Photo-based referring expression data
• • • • •
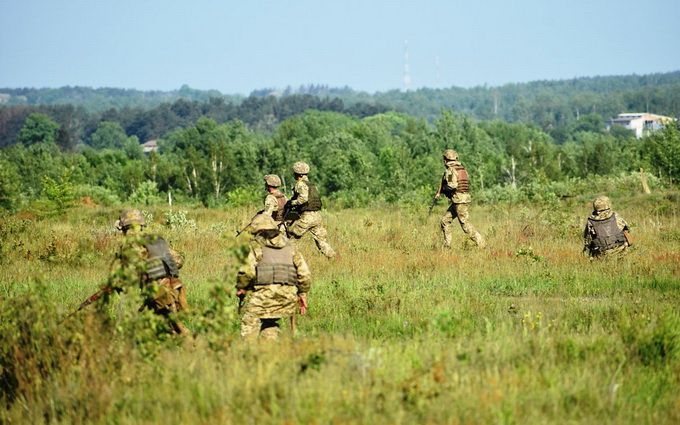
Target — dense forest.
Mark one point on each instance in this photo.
(363, 149)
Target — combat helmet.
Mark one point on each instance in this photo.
(272, 180)
(301, 168)
(128, 218)
(450, 155)
(601, 203)
(260, 223)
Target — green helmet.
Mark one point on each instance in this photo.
(260, 223)
(450, 155)
(128, 218)
(601, 203)
(301, 168)
(272, 180)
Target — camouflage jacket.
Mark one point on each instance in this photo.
(131, 262)
(451, 177)
(273, 300)
(589, 232)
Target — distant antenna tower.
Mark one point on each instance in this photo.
(407, 70)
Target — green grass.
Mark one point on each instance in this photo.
(399, 330)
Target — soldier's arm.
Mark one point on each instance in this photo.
(304, 276)
(247, 275)
(302, 191)
(441, 186)
(177, 257)
(587, 236)
(270, 205)
(621, 223)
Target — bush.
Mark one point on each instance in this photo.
(146, 194)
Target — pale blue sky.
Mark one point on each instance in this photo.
(236, 47)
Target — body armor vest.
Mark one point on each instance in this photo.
(276, 266)
(313, 200)
(281, 200)
(463, 181)
(160, 263)
(607, 234)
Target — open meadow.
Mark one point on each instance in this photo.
(399, 331)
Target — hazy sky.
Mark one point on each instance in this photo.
(239, 46)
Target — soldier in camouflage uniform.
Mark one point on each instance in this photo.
(274, 280)
(275, 201)
(455, 185)
(606, 233)
(147, 260)
(307, 203)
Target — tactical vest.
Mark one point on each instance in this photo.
(277, 215)
(607, 234)
(463, 181)
(160, 263)
(276, 266)
(313, 199)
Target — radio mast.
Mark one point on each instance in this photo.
(407, 70)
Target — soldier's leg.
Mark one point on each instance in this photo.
(270, 329)
(250, 326)
(445, 224)
(320, 236)
(463, 213)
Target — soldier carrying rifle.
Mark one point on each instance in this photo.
(303, 211)
(606, 232)
(148, 261)
(455, 185)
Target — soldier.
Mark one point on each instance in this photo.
(275, 201)
(147, 260)
(273, 281)
(307, 203)
(606, 232)
(455, 185)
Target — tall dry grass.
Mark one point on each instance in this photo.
(399, 330)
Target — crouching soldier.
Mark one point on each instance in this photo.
(273, 281)
(146, 260)
(606, 233)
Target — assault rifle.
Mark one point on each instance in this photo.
(94, 298)
(434, 202)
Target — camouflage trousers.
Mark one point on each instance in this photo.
(263, 309)
(617, 252)
(310, 221)
(462, 212)
(169, 299)
(253, 327)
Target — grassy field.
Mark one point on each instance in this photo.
(399, 331)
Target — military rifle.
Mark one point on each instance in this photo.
(94, 298)
(434, 202)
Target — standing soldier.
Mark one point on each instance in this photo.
(307, 203)
(455, 185)
(274, 280)
(275, 202)
(606, 232)
(146, 260)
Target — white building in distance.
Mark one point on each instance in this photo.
(640, 123)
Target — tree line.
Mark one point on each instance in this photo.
(386, 157)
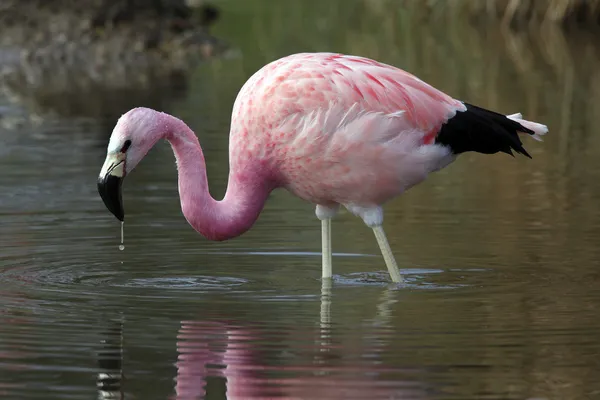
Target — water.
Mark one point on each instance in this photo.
(500, 255)
(122, 244)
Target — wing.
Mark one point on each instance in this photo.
(301, 84)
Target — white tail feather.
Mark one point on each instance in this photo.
(538, 129)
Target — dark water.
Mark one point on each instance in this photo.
(501, 254)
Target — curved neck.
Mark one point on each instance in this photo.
(246, 194)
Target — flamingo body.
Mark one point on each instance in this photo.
(330, 128)
(365, 129)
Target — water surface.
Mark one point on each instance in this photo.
(500, 254)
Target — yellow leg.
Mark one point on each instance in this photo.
(388, 256)
(326, 248)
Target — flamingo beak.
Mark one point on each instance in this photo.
(110, 182)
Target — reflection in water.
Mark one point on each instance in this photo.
(502, 254)
(110, 363)
(237, 356)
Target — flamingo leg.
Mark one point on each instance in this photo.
(326, 248)
(388, 256)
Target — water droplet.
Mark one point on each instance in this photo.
(122, 246)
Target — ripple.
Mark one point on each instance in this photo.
(186, 282)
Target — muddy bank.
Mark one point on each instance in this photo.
(57, 55)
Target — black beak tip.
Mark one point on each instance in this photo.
(109, 188)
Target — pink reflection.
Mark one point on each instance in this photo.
(220, 350)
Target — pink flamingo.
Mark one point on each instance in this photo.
(332, 129)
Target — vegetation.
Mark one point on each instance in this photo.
(512, 11)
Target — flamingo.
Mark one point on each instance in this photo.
(333, 129)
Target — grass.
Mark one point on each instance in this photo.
(512, 11)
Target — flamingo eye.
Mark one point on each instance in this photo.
(125, 146)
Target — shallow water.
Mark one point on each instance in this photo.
(500, 254)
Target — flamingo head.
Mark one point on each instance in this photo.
(134, 134)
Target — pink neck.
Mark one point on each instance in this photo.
(246, 194)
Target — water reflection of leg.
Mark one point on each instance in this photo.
(384, 307)
(325, 322)
(110, 361)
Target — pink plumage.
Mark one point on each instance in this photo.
(332, 129)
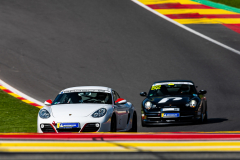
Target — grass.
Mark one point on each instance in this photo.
(232, 3)
(16, 116)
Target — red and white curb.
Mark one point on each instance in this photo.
(19, 95)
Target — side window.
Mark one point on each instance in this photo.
(117, 95)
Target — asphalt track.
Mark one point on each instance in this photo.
(46, 46)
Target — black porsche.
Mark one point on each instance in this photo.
(173, 102)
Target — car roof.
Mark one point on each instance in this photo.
(88, 88)
(175, 81)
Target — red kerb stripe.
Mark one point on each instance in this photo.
(34, 104)
(178, 6)
(196, 15)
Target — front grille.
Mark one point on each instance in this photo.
(47, 128)
(69, 130)
(90, 127)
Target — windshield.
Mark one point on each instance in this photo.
(170, 89)
(83, 97)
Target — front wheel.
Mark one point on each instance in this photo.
(113, 124)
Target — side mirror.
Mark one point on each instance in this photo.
(144, 94)
(202, 92)
(120, 101)
(48, 102)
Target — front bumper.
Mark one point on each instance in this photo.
(87, 124)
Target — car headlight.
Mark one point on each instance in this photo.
(193, 103)
(99, 113)
(43, 113)
(148, 105)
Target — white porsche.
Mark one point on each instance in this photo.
(87, 109)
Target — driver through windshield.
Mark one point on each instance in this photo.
(83, 97)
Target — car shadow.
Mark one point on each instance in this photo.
(210, 121)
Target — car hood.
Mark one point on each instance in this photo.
(75, 110)
(173, 100)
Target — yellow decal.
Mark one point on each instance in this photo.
(156, 87)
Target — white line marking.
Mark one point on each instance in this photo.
(20, 93)
(186, 28)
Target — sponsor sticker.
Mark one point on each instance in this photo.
(68, 125)
(167, 115)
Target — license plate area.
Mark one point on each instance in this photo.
(68, 125)
(170, 115)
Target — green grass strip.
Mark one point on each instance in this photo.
(218, 5)
(16, 116)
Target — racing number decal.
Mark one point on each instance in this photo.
(166, 99)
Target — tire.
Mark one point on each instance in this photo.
(113, 124)
(134, 123)
(205, 117)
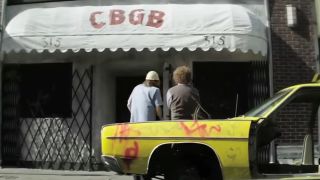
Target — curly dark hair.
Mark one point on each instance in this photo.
(182, 75)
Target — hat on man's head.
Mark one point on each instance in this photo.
(153, 76)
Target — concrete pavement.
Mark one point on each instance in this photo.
(44, 174)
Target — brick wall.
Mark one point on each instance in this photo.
(293, 56)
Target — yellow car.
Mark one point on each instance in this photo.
(235, 148)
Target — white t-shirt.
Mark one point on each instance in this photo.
(142, 103)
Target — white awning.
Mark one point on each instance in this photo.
(143, 26)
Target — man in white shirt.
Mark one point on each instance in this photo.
(145, 100)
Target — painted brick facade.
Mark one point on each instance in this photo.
(294, 59)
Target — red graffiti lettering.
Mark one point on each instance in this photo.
(135, 17)
(155, 19)
(94, 22)
(116, 16)
(130, 154)
(119, 17)
(124, 130)
(199, 129)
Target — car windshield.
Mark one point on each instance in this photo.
(267, 105)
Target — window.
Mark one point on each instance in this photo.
(45, 90)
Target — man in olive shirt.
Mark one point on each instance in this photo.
(183, 98)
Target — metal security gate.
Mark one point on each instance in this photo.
(47, 142)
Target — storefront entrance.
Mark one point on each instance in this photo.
(223, 87)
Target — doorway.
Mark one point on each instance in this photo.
(223, 87)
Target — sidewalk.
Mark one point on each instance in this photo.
(44, 174)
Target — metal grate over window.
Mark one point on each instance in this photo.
(59, 142)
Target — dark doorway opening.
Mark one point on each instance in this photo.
(124, 87)
(223, 87)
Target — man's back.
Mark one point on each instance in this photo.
(182, 101)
• • • • •
EXERCISE INSTRUCTIONS —
Produce the lines from the first line of the entries through the line that contains "Target — camouflage jacket.", exactly, leaving the pictures behind.

RESULT OF THIS TASK —
Target — dense forest.
Mark one point on each instance in this photo.
(363, 149)
Target — combat helmet.
Mark one point on each instance in this photo.
(272, 180)
(301, 168)
(128, 218)
(450, 155)
(601, 203)
(260, 223)
Target — green helmet.
Mark one point on each instance in this photo.
(260, 223)
(450, 155)
(128, 218)
(601, 203)
(301, 168)
(272, 180)
Target — camouflage jacket.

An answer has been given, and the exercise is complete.